**Given task:** Show every line below that holds the string "burning", treating upper and lower case as different.

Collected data
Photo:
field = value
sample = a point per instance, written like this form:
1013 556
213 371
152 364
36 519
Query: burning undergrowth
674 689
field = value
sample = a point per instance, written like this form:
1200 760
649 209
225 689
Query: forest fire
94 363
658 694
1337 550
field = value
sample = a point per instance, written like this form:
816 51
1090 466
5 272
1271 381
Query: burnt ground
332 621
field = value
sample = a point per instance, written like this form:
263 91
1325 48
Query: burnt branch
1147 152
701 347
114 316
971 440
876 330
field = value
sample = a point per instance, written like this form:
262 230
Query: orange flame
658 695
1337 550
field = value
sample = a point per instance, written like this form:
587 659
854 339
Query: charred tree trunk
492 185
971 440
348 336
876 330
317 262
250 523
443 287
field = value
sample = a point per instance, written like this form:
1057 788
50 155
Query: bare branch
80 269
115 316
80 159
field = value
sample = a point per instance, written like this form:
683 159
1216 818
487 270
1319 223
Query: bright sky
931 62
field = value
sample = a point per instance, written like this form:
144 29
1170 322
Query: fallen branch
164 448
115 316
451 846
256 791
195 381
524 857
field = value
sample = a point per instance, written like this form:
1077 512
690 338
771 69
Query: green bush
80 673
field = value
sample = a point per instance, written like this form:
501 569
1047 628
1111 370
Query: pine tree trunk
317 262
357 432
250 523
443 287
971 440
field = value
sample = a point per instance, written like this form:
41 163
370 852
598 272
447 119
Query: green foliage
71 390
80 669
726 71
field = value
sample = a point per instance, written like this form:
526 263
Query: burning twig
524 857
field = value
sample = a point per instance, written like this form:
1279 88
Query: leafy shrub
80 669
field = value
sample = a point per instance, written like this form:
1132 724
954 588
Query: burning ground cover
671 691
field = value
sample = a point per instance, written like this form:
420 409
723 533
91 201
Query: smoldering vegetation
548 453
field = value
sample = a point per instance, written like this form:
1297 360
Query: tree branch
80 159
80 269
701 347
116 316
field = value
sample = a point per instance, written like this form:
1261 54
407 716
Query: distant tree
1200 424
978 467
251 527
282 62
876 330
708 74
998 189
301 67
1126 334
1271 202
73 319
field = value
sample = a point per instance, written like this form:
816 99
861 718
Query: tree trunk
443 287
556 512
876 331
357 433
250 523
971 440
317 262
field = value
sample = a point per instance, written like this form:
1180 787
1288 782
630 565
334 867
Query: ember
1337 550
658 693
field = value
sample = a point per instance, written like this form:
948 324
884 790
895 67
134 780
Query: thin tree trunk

**Solution for this problem:**
Query: burning undergrowth
Query: burning twig
Query: burning ground cover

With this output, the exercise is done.